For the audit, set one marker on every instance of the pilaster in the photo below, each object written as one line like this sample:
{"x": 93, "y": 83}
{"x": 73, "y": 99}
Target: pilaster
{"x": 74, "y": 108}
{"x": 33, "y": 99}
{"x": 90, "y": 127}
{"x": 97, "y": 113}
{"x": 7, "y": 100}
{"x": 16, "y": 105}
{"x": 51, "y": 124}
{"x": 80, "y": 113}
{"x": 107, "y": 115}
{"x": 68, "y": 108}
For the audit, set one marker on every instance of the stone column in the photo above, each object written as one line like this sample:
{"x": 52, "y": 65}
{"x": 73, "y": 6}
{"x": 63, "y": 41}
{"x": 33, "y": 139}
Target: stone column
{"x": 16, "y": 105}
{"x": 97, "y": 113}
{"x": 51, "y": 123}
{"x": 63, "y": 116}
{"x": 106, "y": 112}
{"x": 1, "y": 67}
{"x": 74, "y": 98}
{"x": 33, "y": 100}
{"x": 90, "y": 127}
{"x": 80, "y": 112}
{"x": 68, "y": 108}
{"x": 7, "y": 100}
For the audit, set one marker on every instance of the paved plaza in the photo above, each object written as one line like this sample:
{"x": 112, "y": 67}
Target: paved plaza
————————
## What to work on
Pull every line of the records above out verbatim, keeping the same order and wording.

## Reply to the task
For the audit, set one marker on every instance of the pilaster in the photo below, each object written as one line like this sample:
{"x": 93, "y": 83}
{"x": 73, "y": 99}
Target: pilaster
{"x": 74, "y": 108}
{"x": 33, "y": 99}
{"x": 90, "y": 127}
{"x": 97, "y": 113}
{"x": 7, "y": 100}
{"x": 16, "y": 105}
{"x": 51, "y": 124}
{"x": 80, "y": 113}
{"x": 107, "y": 115}
{"x": 68, "y": 108}
For the audit, set one marker on every instance of the stone column in the photo above, each object written as one line like this sample:
{"x": 52, "y": 65}
{"x": 73, "y": 6}
{"x": 63, "y": 41}
{"x": 33, "y": 139}
Target: stone column
{"x": 16, "y": 105}
{"x": 97, "y": 113}
{"x": 51, "y": 123}
{"x": 63, "y": 116}
{"x": 106, "y": 112}
{"x": 1, "y": 67}
{"x": 74, "y": 98}
{"x": 33, "y": 100}
{"x": 90, "y": 127}
{"x": 80, "y": 112}
{"x": 68, "y": 108}
{"x": 7, "y": 100}
For the audit, set one marker on every instance of the paved plaza in the photo above, each object written as one line like this sample:
{"x": 112, "y": 67}
Target: paved plaza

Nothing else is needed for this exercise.